◆ **CONSIGNE ÉCRITE A**: Comptez les lignes des enregistrements qui contiennent la chaîne « crowd », en respectant la casse. Donnez uniquement ce nombre.

◆ **EXTRAIT SOURCE**:

═══

Une association que vous pouvez contacter à Madrid auprès de Patricia Aragones,
grâce au website : www.fabretto.org
L'ECLA DE LA RÉGION AQUITAINE
Huit films soutenus par la Région Aquitaine étaient présents au FIPA cette année.
Une représentation notoire qui récompense le travail de fond entrepris par la Région
Aquitaine depuis déjà vingt-cinq ans pour développer la production audiovisuelle.
Ce travail est confié depuis l'an dernier à la nouvelle agence dénommée ECLA (Écrit,
Cinéma, Livre, Audiovisuel) dont le Pôle spécifiquement cinéma et audiovisuel est
dirigé par Jean-Raymond Garcia. Toute l'équipe d'ECLA avait fait le voyage jusqu'à
Biarritz cette année pour présenter de façon complète et concrète un premier bilan
et les perspectives de déploiement de son champ d'action qui poursuit trois missions
essentielles :
- le soutien du cinéma et de l'audiovisuel
- l'accompagnement de la filière professionnelle
- l'action culturelle cinématographique
- l'éducation aux images.

═══

◆ **MATÉRIEL DE L'EXERCICE**:

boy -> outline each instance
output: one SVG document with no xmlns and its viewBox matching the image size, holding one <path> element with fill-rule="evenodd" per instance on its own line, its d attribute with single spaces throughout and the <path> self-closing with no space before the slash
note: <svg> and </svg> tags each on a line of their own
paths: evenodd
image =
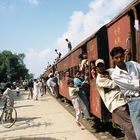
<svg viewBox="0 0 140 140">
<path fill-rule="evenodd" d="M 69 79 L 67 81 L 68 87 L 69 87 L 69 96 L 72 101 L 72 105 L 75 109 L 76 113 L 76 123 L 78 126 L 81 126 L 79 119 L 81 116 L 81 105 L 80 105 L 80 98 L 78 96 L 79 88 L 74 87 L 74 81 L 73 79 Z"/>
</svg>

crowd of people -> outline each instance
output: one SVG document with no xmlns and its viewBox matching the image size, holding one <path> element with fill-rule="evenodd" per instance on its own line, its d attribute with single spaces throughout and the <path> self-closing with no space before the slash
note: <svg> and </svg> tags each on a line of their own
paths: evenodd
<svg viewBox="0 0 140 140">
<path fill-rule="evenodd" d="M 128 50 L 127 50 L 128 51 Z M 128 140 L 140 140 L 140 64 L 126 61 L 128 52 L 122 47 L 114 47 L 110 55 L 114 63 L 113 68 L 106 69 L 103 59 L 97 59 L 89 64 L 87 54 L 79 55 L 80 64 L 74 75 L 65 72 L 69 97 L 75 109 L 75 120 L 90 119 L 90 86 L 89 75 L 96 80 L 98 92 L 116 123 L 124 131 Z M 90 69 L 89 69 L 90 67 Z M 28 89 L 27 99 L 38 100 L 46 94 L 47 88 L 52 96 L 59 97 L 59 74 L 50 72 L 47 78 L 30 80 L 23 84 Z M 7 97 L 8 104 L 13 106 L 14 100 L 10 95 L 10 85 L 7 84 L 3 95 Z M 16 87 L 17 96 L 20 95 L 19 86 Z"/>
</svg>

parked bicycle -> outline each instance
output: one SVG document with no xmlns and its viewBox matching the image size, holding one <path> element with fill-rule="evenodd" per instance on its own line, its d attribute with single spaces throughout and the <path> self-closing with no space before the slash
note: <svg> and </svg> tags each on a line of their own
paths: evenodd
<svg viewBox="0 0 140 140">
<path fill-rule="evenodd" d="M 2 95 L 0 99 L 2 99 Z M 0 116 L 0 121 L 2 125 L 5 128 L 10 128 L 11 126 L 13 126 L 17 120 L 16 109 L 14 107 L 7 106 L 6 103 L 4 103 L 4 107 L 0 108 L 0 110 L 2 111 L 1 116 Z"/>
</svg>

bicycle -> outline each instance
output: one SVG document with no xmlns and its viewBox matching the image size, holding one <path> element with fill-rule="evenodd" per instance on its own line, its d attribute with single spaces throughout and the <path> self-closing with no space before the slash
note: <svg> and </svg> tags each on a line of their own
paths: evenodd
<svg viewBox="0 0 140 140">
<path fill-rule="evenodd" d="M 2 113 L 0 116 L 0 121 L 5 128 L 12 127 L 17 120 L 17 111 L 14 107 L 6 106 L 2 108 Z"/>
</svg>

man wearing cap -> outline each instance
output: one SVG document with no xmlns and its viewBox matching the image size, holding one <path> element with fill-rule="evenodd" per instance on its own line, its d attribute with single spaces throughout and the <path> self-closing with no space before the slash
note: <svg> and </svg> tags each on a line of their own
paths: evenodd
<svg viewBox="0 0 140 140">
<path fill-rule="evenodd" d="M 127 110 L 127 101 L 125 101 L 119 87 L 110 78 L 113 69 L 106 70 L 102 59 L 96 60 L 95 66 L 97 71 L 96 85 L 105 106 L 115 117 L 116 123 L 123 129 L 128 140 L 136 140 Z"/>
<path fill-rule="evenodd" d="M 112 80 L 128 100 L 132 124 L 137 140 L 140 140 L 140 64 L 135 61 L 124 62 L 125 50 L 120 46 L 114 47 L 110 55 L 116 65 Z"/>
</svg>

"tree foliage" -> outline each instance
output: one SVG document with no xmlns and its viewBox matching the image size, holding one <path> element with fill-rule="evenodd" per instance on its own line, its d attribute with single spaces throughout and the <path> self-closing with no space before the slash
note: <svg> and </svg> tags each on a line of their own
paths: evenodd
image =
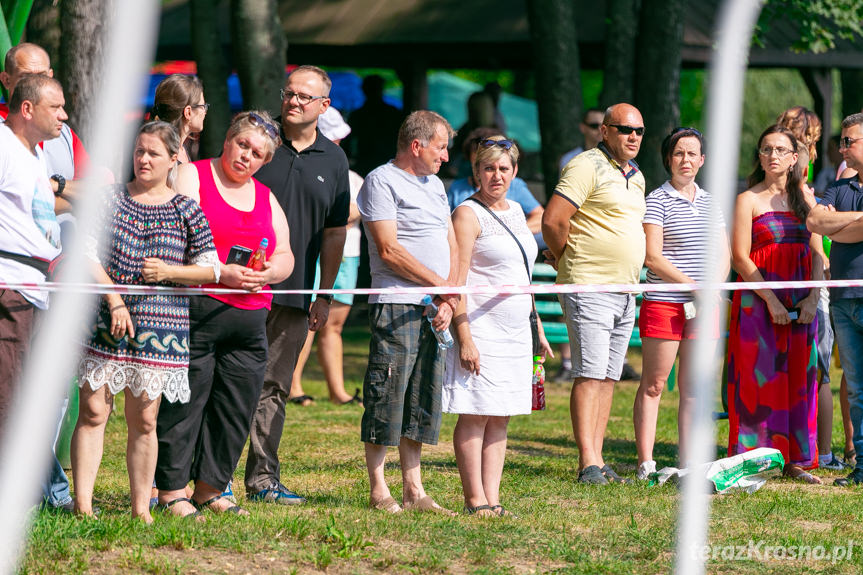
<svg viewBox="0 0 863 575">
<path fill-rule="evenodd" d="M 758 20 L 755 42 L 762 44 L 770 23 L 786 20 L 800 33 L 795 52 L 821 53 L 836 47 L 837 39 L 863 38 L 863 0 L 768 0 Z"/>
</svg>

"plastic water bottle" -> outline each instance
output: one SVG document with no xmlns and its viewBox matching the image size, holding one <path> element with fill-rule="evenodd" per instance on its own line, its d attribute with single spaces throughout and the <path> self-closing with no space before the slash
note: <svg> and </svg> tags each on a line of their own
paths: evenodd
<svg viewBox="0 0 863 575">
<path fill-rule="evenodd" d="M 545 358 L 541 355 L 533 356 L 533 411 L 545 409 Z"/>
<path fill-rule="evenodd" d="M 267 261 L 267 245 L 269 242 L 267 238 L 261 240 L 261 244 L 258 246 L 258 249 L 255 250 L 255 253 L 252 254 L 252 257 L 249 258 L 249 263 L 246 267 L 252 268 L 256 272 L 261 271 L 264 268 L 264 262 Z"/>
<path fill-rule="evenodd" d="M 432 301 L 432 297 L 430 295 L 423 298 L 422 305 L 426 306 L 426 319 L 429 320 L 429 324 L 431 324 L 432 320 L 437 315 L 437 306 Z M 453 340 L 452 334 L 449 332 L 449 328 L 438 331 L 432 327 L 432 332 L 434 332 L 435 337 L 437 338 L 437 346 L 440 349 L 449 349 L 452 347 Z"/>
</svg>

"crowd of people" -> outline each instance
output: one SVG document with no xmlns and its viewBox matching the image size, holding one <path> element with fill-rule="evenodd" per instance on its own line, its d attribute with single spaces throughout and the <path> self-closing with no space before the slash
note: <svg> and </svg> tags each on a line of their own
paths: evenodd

═══

◆ **CONSIGNE ÉCRITE B**: Recopiez à l'identique le passage du texte sur l'ECLA qui commence par « Une représentation notoire » et se poursuit jusqu'à « la production audiovisuelle. ».

◆ **RÉPONSE ATTENDUE A**: 2

◆ **RÉPONSE ATTENDUE B**:
Une représentation notoire qui récompense le travail de fond entrepris par la Région
Aquitaine depuis déjà vingt-cinq ans pour développer la production audiovisuelle.